** start of Working data **

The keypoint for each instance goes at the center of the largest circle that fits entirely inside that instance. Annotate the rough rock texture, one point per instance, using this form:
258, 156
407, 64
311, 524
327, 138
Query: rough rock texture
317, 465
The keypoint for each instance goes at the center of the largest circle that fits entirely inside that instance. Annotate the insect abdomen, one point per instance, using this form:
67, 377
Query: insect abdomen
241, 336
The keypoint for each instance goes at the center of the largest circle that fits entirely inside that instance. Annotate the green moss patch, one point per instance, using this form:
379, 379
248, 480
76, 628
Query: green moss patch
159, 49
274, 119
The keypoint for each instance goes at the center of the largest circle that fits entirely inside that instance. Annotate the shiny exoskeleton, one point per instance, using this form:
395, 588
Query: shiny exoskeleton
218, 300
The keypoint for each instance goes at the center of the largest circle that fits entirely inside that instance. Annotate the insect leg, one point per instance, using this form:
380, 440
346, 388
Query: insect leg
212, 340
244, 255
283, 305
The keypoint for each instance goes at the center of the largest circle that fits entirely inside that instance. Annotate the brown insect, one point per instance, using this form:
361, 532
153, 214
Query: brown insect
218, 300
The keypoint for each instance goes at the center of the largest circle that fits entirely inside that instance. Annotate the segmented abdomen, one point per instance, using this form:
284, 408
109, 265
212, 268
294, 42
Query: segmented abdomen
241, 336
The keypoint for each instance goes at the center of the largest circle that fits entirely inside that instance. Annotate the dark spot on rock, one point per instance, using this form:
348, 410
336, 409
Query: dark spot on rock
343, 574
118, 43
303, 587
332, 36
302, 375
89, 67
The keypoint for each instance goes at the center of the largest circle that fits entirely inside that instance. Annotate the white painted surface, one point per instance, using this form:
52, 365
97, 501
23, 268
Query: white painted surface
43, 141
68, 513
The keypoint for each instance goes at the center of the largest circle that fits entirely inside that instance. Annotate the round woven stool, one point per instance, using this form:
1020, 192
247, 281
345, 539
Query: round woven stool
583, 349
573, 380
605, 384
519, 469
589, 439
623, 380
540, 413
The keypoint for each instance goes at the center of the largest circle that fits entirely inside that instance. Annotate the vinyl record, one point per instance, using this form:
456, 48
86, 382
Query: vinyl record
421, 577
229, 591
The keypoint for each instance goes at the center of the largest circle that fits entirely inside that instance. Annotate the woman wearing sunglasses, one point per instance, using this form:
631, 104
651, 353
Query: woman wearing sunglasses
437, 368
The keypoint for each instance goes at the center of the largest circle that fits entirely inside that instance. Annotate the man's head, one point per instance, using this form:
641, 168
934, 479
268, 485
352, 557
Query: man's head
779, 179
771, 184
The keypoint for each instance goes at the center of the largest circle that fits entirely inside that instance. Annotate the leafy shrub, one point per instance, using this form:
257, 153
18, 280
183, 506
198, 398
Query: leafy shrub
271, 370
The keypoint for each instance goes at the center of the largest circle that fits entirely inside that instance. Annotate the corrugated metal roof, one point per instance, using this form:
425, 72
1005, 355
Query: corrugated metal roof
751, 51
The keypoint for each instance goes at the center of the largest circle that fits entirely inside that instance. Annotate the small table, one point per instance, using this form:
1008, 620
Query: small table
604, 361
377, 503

** end of Working data **

Task prompt: Rewrite the stretch of the listing from the line containing "Annotate the man's" through the end of the listing, keeping every request line and sample point unchanged. Multiply each answer coordinate by 2.55 and round it to a whole number, with halves rounding up.

Answer for the task:
The keypoint for each instance goes at the center of the largest circle that fits entirely inside that instance. Annotate the man's head, one point per instance, using this form:
641, 168
934, 479
268, 485
352, 557
Query: man's head
1986, 456
1966, 469
The keypoint for each instance goes at the center of the largest circle that fits entirely inside that instance. Annotate the leafy shrub, one point per instance, using this form:
257, 153
18, 280
183, 506
198, 398
Query: leafy shrub
691, 944
The keypoint for each instance goes at the center of the largest circle that fits entirely inside that instance. Annotate the corrugated metal roof, one point per instance, using this form:
425, 72
1005, 355
Query: corrugated metal roof
1915, 130
The keypoint for each instance goes at the center of the largest circle that fits entirely inside that instance. Annotate the small table, one point per instance, using this form:
1008, 620
Query: small table
1540, 921
961, 1283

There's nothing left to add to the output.